**Problem to solve:** Find every line in the listing below that includes the word "surface", then give only how many there are.

╔══

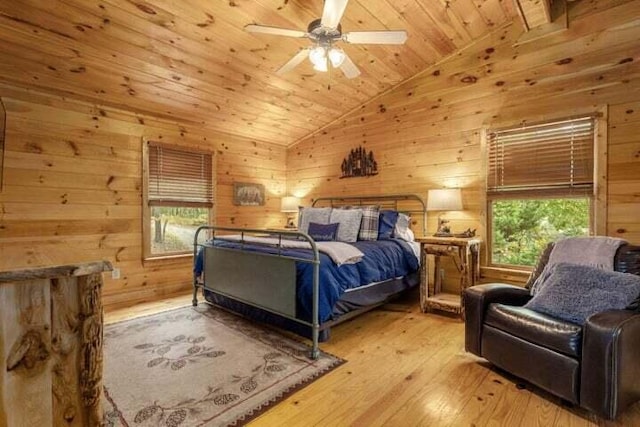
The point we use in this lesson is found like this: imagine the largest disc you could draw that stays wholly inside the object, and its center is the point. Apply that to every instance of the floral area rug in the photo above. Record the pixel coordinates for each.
(200, 366)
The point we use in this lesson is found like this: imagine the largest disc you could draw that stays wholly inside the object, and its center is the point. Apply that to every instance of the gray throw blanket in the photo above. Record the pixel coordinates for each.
(598, 251)
(339, 252)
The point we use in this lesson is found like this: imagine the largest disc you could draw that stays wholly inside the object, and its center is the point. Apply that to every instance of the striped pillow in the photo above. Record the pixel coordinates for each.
(369, 223)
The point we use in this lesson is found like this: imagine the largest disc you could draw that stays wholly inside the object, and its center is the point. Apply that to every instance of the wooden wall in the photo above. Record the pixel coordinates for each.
(426, 133)
(72, 189)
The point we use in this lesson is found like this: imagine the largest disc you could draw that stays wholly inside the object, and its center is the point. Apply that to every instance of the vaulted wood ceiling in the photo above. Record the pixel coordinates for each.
(191, 59)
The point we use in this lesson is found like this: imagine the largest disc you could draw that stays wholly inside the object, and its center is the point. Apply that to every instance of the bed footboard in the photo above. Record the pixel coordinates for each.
(263, 280)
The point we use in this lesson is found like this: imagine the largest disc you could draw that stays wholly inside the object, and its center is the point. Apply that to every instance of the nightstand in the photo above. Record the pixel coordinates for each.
(465, 253)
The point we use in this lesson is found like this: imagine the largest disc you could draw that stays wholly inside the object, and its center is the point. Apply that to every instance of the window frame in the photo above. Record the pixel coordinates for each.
(147, 255)
(598, 196)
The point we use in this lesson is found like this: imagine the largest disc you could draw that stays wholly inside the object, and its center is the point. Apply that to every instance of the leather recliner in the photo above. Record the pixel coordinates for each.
(595, 366)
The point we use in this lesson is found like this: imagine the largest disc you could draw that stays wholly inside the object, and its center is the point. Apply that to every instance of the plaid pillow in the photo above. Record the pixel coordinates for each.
(369, 223)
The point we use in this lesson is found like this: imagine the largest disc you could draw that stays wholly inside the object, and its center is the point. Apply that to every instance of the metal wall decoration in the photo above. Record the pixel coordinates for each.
(359, 162)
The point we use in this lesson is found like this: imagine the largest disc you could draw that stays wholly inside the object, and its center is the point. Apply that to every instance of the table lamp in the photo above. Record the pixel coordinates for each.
(446, 199)
(289, 205)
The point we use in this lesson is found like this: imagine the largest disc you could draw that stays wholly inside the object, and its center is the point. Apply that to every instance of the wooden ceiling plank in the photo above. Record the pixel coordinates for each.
(93, 74)
(449, 23)
(431, 33)
(491, 12)
(169, 79)
(180, 61)
(237, 25)
(470, 16)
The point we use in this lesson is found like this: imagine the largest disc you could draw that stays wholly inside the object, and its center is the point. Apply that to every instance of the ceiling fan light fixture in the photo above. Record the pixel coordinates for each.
(336, 56)
(318, 55)
(321, 66)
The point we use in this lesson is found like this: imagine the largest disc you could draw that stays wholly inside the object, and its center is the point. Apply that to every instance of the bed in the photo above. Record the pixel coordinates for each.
(290, 280)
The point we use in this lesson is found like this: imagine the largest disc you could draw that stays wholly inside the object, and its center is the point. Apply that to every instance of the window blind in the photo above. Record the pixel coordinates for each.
(544, 157)
(179, 176)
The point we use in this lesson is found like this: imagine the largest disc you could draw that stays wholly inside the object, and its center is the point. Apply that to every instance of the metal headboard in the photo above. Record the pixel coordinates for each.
(411, 204)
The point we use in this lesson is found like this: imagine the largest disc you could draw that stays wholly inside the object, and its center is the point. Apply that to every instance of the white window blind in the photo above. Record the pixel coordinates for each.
(554, 156)
(179, 176)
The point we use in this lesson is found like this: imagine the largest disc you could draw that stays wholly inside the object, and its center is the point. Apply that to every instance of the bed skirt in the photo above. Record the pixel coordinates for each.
(358, 299)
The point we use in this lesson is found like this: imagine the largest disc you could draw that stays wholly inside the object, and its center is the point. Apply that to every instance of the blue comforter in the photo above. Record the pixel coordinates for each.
(383, 260)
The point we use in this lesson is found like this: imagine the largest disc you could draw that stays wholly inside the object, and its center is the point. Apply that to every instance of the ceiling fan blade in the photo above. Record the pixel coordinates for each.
(293, 62)
(253, 28)
(376, 37)
(349, 68)
(332, 13)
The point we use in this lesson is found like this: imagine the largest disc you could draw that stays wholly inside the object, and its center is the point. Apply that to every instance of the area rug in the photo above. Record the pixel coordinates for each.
(200, 366)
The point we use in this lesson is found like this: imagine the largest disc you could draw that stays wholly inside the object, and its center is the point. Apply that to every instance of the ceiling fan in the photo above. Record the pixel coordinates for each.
(324, 33)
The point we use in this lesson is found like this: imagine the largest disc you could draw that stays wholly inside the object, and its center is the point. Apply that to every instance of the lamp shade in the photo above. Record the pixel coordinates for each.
(446, 199)
(289, 204)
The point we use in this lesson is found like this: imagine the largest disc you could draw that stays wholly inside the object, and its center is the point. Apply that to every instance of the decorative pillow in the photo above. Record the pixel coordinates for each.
(369, 223)
(540, 265)
(574, 292)
(317, 215)
(387, 224)
(401, 230)
(323, 232)
(349, 220)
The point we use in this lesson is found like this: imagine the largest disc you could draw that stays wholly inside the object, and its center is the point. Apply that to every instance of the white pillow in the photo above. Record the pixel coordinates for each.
(317, 215)
(402, 230)
(349, 220)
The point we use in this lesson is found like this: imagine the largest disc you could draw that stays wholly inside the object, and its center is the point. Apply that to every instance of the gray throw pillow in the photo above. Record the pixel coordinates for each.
(574, 292)
(401, 230)
(349, 220)
(317, 215)
(539, 268)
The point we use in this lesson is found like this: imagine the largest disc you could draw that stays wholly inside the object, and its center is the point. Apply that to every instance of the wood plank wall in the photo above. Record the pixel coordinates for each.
(72, 189)
(426, 133)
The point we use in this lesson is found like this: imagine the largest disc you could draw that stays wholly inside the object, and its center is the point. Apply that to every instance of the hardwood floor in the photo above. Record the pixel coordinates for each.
(406, 368)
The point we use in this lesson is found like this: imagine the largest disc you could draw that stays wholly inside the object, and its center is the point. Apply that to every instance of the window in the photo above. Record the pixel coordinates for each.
(540, 187)
(178, 198)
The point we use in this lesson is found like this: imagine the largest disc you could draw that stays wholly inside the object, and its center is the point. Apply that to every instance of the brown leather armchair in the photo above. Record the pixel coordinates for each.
(596, 366)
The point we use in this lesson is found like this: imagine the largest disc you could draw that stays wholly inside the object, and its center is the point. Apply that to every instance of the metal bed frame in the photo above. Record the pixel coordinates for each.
(268, 280)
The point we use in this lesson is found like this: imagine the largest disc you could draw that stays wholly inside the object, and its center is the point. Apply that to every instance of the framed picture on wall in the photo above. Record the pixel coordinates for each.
(248, 194)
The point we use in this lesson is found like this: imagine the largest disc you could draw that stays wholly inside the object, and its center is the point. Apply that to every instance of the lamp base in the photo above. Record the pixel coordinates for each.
(290, 223)
(443, 234)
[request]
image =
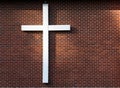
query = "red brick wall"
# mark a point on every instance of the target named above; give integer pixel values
(88, 55)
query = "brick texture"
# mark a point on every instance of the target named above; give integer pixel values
(86, 56)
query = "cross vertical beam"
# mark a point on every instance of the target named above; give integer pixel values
(45, 44)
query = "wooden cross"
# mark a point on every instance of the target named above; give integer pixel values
(45, 28)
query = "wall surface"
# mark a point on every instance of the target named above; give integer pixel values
(86, 56)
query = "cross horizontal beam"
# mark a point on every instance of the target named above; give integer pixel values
(50, 28)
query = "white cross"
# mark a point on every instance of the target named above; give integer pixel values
(45, 28)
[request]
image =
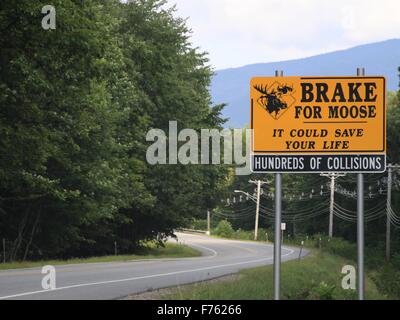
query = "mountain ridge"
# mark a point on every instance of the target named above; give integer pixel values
(231, 85)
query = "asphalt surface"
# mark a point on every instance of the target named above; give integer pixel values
(114, 280)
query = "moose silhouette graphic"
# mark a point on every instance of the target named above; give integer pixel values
(272, 101)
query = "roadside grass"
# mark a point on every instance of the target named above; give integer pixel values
(316, 277)
(149, 251)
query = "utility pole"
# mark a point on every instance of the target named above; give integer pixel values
(259, 183)
(333, 176)
(278, 220)
(208, 223)
(390, 168)
(360, 225)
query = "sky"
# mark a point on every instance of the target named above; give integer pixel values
(241, 32)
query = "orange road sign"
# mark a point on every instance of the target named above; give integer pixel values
(318, 124)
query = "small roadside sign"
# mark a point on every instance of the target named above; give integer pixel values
(318, 124)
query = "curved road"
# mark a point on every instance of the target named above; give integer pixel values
(114, 280)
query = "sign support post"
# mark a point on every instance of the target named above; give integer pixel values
(278, 221)
(360, 223)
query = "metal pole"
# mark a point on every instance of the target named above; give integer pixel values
(331, 206)
(360, 223)
(208, 223)
(4, 250)
(388, 205)
(257, 209)
(278, 221)
(360, 234)
(277, 242)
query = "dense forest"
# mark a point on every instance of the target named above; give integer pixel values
(76, 104)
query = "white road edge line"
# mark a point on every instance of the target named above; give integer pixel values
(142, 277)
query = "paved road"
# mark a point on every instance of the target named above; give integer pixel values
(114, 280)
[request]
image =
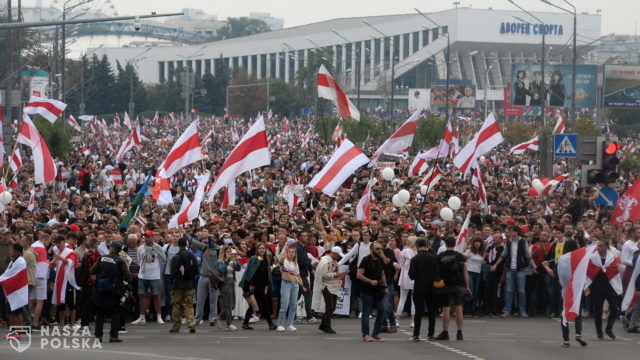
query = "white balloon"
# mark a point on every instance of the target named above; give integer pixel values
(454, 203)
(404, 196)
(446, 214)
(388, 174)
(396, 201)
(5, 197)
(538, 185)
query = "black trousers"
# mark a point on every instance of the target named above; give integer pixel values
(330, 301)
(419, 300)
(599, 293)
(264, 304)
(115, 320)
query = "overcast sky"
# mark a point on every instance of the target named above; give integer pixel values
(618, 16)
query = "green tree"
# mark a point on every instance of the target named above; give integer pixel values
(242, 26)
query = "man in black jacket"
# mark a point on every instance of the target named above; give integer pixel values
(423, 270)
(184, 268)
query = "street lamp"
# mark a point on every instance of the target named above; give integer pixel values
(446, 96)
(575, 56)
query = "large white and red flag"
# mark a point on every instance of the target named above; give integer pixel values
(343, 163)
(74, 124)
(229, 196)
(558, 128)
(400, 140)
(431, 179)
(572, 274)
(186, 150)
(127, 121)
(49, 109)
(363, 209)
(483, 141)
(527, 145)
(250, 153)
(44, 167)
(189, 211)
(464, 231)
(15, 283)
(132, 141)
(477, 181)
(65, 275)
(329, 89)
(627, 208)
(15, 162)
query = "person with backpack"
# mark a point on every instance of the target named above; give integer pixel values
(108, 291)
(184, 268)
(453, 270)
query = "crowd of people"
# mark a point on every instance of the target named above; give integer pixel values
(259, 259)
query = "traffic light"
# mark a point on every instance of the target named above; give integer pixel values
(607, 169)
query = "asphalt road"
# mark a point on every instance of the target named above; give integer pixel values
(485, 338)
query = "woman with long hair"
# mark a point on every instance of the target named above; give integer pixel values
(227, 266)
(257, 282)
(475, 259)
(291, 283)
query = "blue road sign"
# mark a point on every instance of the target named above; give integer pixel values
(564, 145)
(607, 197)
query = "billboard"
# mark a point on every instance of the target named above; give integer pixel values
(527, 88)
(621, 86)
(460, 96)
(419, 99)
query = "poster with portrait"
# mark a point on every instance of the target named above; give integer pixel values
(621, 86)
(527, 88)
(460, 96)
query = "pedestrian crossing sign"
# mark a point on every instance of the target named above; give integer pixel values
(564, 145)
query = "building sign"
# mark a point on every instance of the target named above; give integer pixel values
(530, 29)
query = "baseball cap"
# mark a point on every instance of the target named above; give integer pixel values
(337, 250)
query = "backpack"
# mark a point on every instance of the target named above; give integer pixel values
(450, 269)
(190, 264)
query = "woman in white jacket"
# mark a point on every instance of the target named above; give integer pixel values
(405, 282)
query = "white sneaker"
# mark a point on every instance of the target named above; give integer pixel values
(141, 321)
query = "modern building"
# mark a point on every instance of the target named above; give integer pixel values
(483, 44)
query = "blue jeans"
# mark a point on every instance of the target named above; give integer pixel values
(368, 303)
(515, 277)
(288, 299)
(474, 285)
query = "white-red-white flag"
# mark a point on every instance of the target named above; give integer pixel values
(572, 274)
(401, 138)
(44, 167)
(74, 124)
(558, 128)
(15, 284)
(250, 153)
(343, 163)
(184, 152)
(329, 89)
(363, 209)
(464, 231)
(477, 181)
(15, 162)
(49, 109)
(527, 145)
(229, 196)
(483, 141)
(189, 211)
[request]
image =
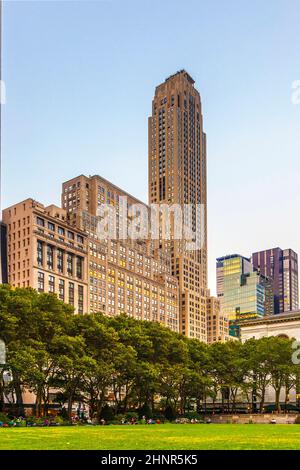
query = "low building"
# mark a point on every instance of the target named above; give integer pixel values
(244, 293)
(284, 325)
(126, 275)
(45, 252)
(3, 254)
(217, 323)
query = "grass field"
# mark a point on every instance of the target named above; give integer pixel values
(160, 437)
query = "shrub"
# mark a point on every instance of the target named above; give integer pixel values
(131, 415)
(59, 420)
(145, 410)
(170, 414)
(107, 413)
(4, 418)
(192, 415)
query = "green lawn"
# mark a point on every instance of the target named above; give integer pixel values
(147, 437)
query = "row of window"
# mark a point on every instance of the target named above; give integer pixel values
(62, 289)
(72, 262)
(60, 230)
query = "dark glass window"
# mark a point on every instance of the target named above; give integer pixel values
(70, 264)
(60, 260)
(79, 267)
(80, 299)
(51, 284)
(71, 293)
(41, 282)
(40, 259)
(61, 289)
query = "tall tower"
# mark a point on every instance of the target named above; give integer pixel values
(177, 175)
(282, 267)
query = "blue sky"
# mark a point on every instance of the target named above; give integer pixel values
(80, 77)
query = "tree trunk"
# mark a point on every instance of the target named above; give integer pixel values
(277, 399)
(19, 396)
(70, 403)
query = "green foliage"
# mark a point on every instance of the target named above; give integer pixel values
(97, 360)
(107, 413)
(4, 418)
(170, 414)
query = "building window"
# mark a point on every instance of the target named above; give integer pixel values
(51, 284)
(61, 289)
(40, 221)
(60, 260)
(79, 267)
(80, 299)
(71, 235)
(40, 260)
(71, 293)
(41, 282)
(70, 264)
(50, 257)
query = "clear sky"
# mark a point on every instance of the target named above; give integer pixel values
(80, 77)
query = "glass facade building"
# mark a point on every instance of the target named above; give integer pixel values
(282, 267)
(243, 292)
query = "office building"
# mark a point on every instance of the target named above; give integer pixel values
(46, 253)
(177, 175)
(3, 254)
(126, 275)
(244, 293)
(282, 267)
(217, 322)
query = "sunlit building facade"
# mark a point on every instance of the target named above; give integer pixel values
(282, 267)
(125, 275)
(243, 292)
(177, 175)
(46, 253)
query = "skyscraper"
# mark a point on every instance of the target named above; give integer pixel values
(244, 292)
(282, 267)
(177, 175)
(125, 275)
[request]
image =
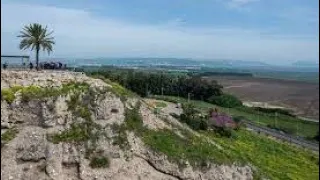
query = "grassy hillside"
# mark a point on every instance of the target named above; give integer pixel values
(287, 123)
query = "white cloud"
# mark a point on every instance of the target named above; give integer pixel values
(79, 34)
(239, 3)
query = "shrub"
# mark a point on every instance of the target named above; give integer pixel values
(99, 162)
(7, 95)
(175, 115)
(76, 133)
(8, 135)
(223, 132)
(225, 100)
(203, 125)
(114, 110)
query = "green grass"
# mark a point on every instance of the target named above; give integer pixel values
(290, 124)
(121, 138)
(195, 150)
(8, 136)
(99, 162)
(160, 104)
(76, 133)
(273, 159)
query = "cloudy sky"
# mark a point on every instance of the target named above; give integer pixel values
(273, 31)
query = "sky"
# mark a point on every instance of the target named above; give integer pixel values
(271, 31)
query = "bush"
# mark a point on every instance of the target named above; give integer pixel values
(99, 162)
(223, 132)
(175, 115)
(203, 125)
(7, 95)
(225, 100)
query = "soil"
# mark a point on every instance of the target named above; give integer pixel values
(301, 97)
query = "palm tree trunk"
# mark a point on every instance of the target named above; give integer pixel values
(37, 56)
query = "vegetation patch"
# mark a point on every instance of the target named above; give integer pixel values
(121, 138)
(294, 125)
(160, 104)
(7, 95)
(8, 135)
(225, 100)
(76, 133)
(99, 162)
(272, 159)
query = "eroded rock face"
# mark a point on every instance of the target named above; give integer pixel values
(31, 155)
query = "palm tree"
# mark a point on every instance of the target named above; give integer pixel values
(36, 36)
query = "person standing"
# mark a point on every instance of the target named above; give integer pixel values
(31, 66)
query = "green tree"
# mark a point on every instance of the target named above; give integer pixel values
(35, 36)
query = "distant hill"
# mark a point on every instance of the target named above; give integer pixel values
(306, 63)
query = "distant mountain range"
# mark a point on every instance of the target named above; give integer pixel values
(185, 62)
(306, 64)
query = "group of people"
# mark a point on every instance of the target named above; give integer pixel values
(45, 65)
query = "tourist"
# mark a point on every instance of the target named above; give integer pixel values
(31, 66)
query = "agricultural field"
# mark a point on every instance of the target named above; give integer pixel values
(301, 97)
(290, 124)
(273, 159)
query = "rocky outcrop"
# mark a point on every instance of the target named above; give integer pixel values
(35, 153)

╚══

**Answer below:** 2